──────── Exercise material

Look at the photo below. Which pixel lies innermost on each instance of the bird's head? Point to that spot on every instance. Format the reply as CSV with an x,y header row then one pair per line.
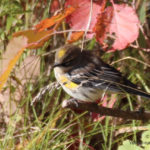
x,y
67,56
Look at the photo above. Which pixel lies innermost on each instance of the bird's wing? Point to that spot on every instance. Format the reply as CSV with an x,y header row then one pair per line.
x,y
103,77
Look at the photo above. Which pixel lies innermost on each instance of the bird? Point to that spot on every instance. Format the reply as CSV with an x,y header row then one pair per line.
x,y
86,77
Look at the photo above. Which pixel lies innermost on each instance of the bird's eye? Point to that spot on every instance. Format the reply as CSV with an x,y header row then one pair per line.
x,y
68,63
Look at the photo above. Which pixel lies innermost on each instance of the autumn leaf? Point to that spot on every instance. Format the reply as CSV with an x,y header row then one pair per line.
x,y
84,17
124,26
35,39
120,24
54,20
103,23
54,6
75,36
13,52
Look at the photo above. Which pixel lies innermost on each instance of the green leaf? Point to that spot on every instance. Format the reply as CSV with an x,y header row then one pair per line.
x,y
128,145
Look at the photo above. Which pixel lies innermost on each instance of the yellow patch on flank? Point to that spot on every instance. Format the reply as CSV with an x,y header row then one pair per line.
x,y
61,53
68,84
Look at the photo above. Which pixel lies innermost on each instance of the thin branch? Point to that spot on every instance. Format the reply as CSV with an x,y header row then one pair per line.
x,y
94,107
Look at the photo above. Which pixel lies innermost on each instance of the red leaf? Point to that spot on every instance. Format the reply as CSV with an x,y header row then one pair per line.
x,y
84,17
75,36
124,26
54,6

────────────────

• [Aim of the exercise]
Without including any picture, repeat the data exactly.

• [Reply]
Look at the photo below. Which pixel lies innermost on each instance of the bird's head? Point to that spot on every instance. Format the reply as CSV with an x,y header row then one pair per line.
x,y
67,56
Look at the photo above. Which pixel lies innermost on each instance of the bird's wing? Point to that spot on every instance. Format the reply as CSV with an x,y header row then one pair per line.
x,y
103,77
Look at the photo above. Which pixel lies innermost on each instance of the bird? Point to that spot on every instance. Format the reply as CSV with an x,y header row then one pair per line.
x,y
86,77
Look at the photo above. Which pixel lies innermost on each instance of the bird's eye? Point to that spot on every instance. Format the reply as CSV with an x,y header row then one pair per line.
x,y
68,63
Look at the photo above. Which pixel lies innermost on each instance of the autumn leaf? Point to that spot on every instance. Format the reply as CSV with an x,y header row then one pair per line.
x,y
84,17
124,26
35,39
120,24
54,20
103,23
54,6
75,36
13,52
Look at the photo above. Which pixel lies innermost on each instance of the green leaf? Point to that spot on every instance. Format the reply as CSV with an x,y header row then one pair per line.
x,y
128,145
Look at the photo above. Which pixel lies innermost on each instance of the yellow patch on flank? Point to that spot on every instance. Format the reply as CSV with an x,y header row then one pair per line.
x,y
61,53
68,84
Look at the photo above. Which pixel lies innermost on each instance of the thin branch? Point to that spot on every instance. Format the reply as CSV with an x,y header row then one pair per line.
x,y
94,107
Look at the photo above. Which pixel lies innermost on each instance of the red leaf? Point to that spot on every instance. Format the reply as CSV with an x,y header row then one pair per line.
x,y
84,17
75,36
124,26
54,6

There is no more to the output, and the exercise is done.